### Exercise description
Pick the lines holding the string "foliage" out of the records and copy them.

### Extracted records
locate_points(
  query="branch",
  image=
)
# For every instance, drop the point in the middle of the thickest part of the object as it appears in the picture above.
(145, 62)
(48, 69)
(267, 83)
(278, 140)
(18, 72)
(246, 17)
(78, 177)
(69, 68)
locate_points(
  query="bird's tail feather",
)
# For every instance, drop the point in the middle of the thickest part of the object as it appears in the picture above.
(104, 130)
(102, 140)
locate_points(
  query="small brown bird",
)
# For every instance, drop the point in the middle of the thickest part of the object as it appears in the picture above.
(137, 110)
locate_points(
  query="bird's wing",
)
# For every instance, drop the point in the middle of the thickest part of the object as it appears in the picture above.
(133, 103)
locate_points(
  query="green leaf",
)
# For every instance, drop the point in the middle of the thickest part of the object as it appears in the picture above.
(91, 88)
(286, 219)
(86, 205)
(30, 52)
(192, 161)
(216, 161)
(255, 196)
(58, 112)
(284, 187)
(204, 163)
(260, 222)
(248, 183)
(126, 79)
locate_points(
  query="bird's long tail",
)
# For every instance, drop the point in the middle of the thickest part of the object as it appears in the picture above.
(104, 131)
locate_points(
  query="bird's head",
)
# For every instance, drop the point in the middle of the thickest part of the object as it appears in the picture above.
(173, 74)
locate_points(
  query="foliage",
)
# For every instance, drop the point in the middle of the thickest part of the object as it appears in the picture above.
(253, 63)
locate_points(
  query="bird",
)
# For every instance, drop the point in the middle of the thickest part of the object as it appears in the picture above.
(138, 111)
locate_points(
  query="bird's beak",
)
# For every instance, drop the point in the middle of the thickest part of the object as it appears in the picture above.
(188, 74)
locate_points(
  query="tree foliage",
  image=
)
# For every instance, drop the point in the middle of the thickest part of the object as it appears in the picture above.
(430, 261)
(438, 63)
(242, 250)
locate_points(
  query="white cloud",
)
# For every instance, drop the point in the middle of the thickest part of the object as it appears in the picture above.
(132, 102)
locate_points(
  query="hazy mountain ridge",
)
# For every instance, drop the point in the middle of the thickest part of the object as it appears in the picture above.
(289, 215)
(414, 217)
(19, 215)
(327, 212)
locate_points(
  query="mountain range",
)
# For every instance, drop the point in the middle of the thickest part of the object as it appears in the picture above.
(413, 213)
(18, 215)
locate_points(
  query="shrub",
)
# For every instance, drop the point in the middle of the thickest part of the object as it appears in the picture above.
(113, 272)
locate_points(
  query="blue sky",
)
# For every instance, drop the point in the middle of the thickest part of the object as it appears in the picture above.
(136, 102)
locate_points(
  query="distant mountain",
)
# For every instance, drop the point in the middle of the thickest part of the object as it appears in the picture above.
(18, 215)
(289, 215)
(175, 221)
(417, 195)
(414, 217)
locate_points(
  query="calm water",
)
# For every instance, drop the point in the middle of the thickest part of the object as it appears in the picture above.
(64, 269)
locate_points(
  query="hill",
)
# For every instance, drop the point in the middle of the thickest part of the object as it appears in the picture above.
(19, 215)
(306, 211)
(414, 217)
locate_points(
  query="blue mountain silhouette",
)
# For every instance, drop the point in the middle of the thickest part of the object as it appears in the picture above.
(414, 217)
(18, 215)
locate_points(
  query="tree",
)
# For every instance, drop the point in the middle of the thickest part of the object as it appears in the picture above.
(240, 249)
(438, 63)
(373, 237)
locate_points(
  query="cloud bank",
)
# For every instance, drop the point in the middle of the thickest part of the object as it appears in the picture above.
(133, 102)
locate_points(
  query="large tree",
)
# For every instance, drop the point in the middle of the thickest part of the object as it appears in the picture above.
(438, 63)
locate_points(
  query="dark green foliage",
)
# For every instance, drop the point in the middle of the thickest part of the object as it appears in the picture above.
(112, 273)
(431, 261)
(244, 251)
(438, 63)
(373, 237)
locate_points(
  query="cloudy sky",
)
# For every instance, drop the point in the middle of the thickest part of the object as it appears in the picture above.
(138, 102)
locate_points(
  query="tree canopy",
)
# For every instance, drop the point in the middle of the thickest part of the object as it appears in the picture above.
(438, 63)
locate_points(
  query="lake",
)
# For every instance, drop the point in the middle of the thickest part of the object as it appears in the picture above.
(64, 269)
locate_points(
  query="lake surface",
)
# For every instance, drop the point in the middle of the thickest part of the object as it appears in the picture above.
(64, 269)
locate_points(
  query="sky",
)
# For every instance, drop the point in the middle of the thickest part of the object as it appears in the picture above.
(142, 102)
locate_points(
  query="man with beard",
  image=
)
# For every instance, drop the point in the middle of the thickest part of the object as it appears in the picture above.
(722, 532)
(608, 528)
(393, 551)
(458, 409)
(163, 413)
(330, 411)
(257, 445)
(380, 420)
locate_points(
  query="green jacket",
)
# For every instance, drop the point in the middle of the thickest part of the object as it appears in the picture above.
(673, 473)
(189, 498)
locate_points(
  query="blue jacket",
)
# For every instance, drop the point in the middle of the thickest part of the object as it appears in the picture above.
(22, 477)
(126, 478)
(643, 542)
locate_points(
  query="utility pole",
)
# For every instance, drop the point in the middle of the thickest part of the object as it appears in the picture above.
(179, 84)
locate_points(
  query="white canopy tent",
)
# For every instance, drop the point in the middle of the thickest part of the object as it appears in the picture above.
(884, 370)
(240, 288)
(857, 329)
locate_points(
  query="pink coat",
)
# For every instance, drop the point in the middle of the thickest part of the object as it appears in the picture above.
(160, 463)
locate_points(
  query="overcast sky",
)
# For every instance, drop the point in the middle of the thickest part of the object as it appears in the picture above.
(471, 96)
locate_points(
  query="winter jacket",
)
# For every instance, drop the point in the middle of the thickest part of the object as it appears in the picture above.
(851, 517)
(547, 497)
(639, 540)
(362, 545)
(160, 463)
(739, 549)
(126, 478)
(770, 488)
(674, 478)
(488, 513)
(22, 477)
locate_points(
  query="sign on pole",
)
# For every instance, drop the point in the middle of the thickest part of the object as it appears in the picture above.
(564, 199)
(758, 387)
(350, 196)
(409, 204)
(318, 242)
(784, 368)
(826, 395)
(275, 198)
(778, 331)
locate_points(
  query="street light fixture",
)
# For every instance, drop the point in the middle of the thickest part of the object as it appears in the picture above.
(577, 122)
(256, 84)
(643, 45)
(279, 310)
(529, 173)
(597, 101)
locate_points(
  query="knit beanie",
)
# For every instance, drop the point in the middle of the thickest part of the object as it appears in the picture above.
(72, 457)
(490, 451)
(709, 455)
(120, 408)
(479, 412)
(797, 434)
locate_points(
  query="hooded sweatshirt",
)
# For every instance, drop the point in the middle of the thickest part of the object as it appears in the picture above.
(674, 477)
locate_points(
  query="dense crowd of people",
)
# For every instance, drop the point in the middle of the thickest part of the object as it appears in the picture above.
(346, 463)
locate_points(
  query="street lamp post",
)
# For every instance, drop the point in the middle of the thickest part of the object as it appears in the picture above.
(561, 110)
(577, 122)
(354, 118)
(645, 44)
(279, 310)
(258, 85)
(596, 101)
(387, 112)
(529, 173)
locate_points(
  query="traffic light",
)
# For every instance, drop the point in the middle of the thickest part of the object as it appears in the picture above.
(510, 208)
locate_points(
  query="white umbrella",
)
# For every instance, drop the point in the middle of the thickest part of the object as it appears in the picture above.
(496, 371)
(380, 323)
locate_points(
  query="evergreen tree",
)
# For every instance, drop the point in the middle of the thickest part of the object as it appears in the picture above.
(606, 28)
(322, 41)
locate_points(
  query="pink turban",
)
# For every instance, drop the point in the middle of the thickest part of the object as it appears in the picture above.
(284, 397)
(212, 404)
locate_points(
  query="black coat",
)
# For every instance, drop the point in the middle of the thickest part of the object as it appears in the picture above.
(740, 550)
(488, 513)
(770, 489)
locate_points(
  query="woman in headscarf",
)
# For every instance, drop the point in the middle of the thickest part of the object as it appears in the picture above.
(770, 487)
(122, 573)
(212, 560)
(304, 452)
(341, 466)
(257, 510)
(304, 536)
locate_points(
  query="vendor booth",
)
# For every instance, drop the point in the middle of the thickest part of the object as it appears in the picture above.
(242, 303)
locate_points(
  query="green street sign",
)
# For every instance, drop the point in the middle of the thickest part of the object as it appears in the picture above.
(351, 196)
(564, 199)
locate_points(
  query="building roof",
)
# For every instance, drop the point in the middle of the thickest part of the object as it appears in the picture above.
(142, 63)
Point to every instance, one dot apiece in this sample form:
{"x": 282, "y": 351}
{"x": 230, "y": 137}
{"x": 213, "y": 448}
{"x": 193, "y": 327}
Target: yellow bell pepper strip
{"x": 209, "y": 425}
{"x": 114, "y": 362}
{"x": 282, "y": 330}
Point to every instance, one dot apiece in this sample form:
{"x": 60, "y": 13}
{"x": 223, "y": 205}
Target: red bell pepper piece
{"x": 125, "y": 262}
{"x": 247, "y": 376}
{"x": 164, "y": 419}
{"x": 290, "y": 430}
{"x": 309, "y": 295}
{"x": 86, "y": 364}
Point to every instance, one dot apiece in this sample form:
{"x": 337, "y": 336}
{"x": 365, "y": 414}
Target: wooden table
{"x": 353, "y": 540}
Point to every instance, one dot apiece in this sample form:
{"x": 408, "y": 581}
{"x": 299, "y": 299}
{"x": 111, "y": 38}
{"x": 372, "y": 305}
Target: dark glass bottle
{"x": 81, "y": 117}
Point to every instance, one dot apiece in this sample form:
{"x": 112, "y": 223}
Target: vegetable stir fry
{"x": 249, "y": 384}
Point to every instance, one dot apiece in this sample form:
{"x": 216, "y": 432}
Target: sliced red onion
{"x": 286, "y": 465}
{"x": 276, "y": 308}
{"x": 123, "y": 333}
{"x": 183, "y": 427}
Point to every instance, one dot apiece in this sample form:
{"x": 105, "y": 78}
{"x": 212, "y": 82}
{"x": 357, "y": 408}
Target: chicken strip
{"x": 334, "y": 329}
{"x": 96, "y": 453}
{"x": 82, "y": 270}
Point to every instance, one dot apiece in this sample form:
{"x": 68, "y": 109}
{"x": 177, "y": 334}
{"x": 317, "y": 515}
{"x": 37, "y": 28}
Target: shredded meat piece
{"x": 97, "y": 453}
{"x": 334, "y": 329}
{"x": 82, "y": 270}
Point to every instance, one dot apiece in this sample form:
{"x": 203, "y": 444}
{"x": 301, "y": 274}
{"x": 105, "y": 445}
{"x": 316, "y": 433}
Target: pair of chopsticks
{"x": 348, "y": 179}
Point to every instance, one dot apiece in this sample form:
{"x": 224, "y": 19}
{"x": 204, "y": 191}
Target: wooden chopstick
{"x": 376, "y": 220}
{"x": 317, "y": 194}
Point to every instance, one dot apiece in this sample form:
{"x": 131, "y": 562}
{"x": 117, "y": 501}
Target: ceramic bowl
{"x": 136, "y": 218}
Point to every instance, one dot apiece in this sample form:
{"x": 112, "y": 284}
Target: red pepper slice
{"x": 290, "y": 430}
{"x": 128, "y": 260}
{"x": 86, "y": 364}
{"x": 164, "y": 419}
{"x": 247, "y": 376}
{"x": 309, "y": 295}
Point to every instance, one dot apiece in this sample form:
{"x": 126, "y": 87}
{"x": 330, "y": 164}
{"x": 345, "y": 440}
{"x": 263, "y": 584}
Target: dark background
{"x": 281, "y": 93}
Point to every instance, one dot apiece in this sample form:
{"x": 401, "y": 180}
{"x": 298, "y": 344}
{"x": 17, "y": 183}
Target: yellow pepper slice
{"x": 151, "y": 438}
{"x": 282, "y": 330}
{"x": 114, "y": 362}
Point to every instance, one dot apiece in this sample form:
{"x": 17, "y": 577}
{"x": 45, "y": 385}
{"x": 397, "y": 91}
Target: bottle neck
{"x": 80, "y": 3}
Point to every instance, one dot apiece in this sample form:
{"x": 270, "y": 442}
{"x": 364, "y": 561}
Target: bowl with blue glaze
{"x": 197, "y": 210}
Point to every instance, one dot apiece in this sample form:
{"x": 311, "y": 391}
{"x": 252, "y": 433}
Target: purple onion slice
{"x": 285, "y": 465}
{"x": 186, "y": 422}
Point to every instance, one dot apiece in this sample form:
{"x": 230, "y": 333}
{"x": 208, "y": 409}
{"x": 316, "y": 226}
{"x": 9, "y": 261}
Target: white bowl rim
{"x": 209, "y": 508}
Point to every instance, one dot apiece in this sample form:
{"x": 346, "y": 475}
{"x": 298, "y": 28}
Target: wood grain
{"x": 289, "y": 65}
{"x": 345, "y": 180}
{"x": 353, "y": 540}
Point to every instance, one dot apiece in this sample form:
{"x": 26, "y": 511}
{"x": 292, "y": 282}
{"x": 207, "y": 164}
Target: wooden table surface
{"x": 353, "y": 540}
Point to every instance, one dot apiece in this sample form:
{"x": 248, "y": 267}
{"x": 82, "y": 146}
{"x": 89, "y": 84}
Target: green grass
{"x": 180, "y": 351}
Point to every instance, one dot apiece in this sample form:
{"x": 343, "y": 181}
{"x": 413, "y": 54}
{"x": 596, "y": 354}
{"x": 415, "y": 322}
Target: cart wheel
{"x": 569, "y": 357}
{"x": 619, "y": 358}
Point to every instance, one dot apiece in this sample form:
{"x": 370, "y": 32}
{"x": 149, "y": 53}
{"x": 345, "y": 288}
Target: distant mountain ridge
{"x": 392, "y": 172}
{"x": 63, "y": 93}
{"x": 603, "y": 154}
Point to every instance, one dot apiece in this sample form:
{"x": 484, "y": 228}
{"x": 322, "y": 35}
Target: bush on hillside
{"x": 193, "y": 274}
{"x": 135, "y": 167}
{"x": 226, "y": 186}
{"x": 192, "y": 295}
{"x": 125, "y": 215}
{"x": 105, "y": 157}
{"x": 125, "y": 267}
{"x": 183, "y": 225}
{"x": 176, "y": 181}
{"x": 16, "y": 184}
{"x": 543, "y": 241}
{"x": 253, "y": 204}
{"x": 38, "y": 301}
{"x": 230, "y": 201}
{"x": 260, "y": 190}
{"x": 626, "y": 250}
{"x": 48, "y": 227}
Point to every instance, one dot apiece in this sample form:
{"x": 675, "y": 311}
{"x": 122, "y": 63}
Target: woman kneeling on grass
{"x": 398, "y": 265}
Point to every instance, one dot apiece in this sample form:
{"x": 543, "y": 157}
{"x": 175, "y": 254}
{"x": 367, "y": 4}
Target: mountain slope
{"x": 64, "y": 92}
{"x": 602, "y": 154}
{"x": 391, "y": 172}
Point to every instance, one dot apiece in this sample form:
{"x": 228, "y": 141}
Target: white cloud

### Written response
  query="foliage",
  query="tree foliage",
  query="dark green foliage",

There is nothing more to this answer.